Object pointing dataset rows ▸
++++++++++

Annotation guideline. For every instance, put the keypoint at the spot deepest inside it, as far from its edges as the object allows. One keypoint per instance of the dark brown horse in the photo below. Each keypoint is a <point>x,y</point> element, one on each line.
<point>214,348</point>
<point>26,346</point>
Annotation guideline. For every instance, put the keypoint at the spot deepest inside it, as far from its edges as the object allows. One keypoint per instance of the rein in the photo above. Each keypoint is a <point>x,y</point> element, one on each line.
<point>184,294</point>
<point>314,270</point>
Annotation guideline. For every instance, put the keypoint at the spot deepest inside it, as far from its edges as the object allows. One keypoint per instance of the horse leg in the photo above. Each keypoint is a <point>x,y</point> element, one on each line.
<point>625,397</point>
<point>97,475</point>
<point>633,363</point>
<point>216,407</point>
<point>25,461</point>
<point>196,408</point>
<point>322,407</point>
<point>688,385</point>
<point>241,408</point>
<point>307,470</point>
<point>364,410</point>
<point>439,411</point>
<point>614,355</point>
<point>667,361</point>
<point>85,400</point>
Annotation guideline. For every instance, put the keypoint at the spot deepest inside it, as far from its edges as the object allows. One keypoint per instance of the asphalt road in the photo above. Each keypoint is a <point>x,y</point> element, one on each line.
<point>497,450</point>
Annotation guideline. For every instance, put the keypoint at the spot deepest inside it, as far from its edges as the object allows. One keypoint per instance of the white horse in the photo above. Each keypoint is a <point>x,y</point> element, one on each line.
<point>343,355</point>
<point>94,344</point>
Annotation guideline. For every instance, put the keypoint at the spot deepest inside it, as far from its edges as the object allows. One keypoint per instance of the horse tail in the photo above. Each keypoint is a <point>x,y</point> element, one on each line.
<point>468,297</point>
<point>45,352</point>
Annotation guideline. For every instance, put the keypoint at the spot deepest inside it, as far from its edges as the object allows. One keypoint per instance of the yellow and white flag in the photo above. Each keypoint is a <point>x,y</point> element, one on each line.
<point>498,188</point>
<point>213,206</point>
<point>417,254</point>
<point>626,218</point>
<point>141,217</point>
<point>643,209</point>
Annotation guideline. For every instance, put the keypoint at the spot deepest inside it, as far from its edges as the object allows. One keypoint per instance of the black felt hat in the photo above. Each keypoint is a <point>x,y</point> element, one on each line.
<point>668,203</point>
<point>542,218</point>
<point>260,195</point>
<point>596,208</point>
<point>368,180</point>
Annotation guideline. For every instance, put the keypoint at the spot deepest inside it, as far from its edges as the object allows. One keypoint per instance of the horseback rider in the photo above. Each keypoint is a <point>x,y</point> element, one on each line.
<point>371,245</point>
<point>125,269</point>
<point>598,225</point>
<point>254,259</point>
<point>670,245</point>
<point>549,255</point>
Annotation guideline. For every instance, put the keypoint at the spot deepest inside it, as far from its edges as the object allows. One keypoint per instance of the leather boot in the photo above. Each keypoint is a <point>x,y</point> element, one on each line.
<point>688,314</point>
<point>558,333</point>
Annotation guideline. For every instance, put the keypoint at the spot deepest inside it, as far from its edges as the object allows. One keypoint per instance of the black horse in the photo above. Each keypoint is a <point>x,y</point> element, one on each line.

++++++++++

Written request ▸
In the records above, take the part that opens with the line containing "the horse tail" and closes with the line containing "<point>368,180</point>". Write out every line of that part again, leaving the guideline lines unchanged and multiplying each coordinate in the answer points by 2.4, rounded to whole numbers with halves rounded up.

Complete answer ▸
Annotation guideline. For every instance, put the keypoint at the spot deepest inside it, as far from its edges as the object allows. One keypoint per instance of the horse tail in the photo above. Each keypoint is a <point>x,y</point> element, one on each line.
<point>1123,713</point>
<point>108,845</point>
Annotation guideline. For every instance, put the keypoint at the spot deepest inside it, as far from its edges as the object allows. One keypoint per instance of the yellow and white flag in the photo above. Each keypoint is a <point>x,y</point> element, one on each line.
<point>1195,451</point>
<point>511,494</point>
<point>1001,610</point>
<point>1502,523</point>
<point>338,521</point>
<point>1543,502</point>
Annotation guideline. For every instance, put the keypoint at the spot deepest inside it, as far from its edges as the object allows. One keypoint per instance of the black felt hat in the photo above. Each keypoint is a <point>x,y</point> element, one on each line.
<point>1603,487</point>
<point>1301,523</point>
<point>624,468</point>
<point>1430,499</point>
<point>883,432</point>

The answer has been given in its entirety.